**Location identification entries**
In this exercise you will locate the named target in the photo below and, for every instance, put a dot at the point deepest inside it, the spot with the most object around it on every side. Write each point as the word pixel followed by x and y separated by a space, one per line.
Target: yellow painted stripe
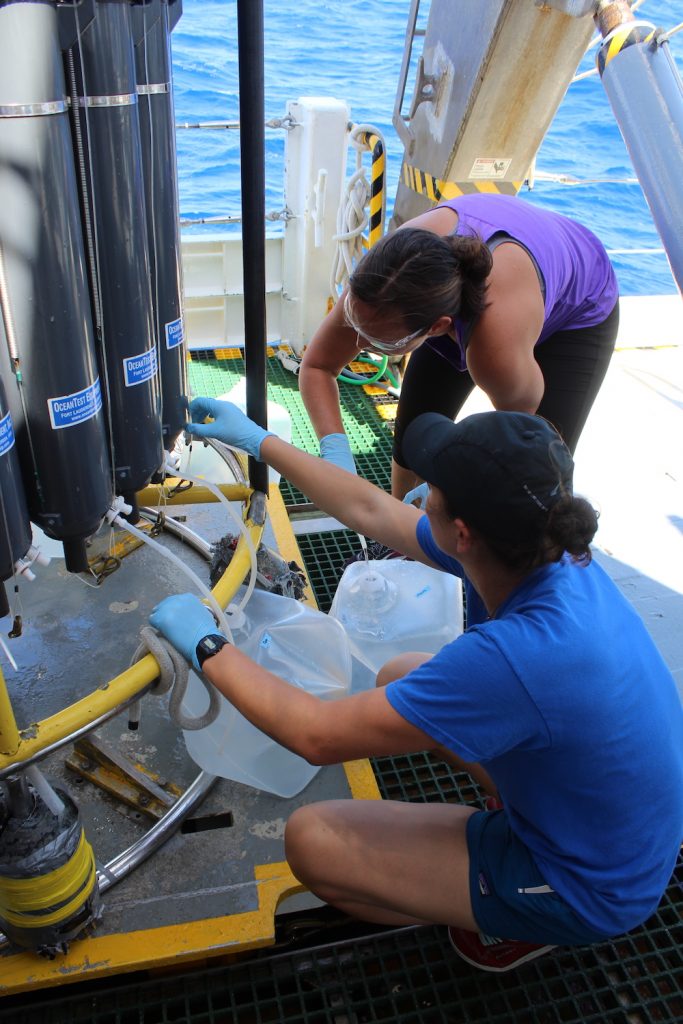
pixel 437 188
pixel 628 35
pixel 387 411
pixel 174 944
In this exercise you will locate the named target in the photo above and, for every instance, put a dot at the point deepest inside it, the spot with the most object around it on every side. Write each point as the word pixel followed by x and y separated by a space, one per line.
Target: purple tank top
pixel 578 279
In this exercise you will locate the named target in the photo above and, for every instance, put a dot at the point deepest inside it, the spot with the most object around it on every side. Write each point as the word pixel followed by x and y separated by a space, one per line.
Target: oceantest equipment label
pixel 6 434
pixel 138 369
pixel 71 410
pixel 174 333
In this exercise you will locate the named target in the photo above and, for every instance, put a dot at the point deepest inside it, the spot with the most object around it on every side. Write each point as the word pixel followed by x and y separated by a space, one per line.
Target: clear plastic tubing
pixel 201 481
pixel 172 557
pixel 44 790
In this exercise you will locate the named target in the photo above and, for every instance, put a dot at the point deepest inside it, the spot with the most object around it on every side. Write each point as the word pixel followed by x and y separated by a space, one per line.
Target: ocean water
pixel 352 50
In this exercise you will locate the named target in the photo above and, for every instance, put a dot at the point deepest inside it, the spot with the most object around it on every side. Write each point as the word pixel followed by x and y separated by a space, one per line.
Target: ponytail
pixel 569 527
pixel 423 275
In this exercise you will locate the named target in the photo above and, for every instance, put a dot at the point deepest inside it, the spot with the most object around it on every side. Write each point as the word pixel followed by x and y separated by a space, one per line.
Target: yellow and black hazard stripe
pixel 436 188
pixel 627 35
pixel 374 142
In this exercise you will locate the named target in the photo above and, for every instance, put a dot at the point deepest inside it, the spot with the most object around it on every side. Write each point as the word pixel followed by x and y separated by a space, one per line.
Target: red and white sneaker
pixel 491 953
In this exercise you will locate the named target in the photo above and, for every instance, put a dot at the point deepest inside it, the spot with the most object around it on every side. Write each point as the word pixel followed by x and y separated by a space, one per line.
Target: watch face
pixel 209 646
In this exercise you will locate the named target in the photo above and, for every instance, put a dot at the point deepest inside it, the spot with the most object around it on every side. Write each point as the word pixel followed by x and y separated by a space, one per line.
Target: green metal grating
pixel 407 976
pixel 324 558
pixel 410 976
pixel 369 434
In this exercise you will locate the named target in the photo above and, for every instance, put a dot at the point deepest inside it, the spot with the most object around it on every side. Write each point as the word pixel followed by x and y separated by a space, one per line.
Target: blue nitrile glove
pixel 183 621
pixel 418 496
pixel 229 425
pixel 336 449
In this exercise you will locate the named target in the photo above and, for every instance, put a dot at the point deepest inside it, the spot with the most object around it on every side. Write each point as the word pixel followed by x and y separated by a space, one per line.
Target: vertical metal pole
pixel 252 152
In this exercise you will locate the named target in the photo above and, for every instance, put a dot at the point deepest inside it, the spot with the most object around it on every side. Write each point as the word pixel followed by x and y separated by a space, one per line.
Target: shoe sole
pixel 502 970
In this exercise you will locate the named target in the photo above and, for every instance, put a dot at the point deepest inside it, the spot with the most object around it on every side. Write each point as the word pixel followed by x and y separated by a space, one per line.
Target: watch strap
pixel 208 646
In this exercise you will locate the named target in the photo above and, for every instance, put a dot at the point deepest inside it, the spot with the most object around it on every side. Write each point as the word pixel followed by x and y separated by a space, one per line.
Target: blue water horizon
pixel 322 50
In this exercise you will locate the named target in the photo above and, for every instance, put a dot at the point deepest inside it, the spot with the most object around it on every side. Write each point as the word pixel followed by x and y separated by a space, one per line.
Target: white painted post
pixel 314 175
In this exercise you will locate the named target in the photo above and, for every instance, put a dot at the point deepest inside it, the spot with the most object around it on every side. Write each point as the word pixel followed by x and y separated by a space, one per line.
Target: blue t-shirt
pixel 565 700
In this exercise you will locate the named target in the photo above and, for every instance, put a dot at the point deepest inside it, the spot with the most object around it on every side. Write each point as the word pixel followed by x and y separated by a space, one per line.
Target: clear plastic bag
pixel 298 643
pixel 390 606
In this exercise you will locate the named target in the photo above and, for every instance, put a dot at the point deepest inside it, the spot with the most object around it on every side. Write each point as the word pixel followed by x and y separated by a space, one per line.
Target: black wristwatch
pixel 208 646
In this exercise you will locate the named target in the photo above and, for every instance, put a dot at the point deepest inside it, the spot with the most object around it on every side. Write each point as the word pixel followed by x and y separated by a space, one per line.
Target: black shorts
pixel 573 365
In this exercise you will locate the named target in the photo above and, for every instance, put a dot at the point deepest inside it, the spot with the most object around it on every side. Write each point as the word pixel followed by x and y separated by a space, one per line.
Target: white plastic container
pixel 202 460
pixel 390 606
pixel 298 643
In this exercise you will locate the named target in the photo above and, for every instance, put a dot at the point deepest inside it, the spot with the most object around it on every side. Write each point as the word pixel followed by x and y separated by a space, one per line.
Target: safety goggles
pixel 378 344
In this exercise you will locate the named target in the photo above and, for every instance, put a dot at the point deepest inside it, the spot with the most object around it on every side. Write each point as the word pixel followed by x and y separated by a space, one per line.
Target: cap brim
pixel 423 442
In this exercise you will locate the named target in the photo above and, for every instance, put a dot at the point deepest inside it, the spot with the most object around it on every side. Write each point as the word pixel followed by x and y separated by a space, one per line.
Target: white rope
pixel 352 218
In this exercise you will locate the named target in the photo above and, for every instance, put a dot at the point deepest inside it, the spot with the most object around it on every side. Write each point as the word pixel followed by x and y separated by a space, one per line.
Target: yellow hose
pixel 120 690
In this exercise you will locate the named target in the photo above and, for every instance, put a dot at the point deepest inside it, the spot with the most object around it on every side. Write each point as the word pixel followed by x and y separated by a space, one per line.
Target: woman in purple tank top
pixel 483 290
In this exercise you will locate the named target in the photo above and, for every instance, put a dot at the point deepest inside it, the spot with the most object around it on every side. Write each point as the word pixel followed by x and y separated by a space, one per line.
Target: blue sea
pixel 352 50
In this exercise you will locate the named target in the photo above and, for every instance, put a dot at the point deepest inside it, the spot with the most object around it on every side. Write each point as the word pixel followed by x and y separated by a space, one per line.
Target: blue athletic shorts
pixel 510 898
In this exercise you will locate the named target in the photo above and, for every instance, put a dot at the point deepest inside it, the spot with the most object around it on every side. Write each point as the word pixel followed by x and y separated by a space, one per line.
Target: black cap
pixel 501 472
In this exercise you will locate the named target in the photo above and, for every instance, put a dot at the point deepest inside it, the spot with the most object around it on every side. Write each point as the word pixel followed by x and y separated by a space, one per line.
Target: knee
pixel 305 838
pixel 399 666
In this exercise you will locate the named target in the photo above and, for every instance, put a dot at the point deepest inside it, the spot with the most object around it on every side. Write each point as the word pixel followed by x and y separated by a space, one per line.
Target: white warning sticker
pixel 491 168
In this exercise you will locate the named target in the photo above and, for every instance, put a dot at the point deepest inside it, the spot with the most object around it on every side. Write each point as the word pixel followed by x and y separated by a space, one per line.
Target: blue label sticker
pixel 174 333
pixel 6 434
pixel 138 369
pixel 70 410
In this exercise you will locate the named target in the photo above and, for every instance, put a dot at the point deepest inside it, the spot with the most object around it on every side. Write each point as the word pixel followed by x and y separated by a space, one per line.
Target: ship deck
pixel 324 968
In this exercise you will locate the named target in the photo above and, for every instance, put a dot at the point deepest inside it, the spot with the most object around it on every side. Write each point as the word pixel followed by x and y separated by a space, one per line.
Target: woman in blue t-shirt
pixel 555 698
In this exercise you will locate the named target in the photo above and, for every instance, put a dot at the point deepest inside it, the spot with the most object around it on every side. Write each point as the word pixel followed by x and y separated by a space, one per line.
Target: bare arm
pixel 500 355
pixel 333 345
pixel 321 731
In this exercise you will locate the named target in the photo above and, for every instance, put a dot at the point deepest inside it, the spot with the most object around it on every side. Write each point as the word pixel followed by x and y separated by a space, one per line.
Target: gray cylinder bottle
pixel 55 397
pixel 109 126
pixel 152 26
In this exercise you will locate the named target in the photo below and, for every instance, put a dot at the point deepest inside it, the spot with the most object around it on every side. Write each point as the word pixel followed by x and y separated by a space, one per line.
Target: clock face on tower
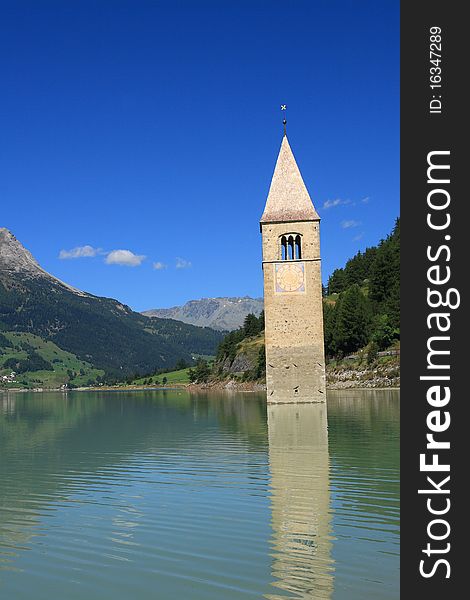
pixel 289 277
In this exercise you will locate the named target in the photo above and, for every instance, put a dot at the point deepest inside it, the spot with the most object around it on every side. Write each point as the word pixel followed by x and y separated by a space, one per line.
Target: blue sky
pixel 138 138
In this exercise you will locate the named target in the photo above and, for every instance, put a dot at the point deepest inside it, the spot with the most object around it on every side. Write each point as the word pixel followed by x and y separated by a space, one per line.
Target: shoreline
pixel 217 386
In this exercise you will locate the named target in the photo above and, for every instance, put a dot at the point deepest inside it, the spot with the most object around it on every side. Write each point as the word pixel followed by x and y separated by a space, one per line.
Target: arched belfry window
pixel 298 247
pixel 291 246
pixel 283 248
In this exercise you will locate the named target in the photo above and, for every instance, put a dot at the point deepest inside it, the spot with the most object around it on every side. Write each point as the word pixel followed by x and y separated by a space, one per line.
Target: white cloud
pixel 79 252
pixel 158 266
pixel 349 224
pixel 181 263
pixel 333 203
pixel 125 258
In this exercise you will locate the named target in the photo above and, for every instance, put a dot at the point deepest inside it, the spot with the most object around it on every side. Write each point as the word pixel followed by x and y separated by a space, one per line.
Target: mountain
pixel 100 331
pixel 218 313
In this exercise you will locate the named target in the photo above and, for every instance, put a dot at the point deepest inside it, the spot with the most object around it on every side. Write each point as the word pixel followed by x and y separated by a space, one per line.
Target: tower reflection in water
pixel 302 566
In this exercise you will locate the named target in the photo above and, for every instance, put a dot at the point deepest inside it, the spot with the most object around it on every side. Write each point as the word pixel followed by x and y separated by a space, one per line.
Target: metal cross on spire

**The exercise**
Pick out every line in the entries above that contains the word "white", and copy each one.

**Output for this task**
Target: red and white sneaker
Target: white painted post
Target: white plastic container
Target: white rope
Target: white warning sticker
Target: white cloud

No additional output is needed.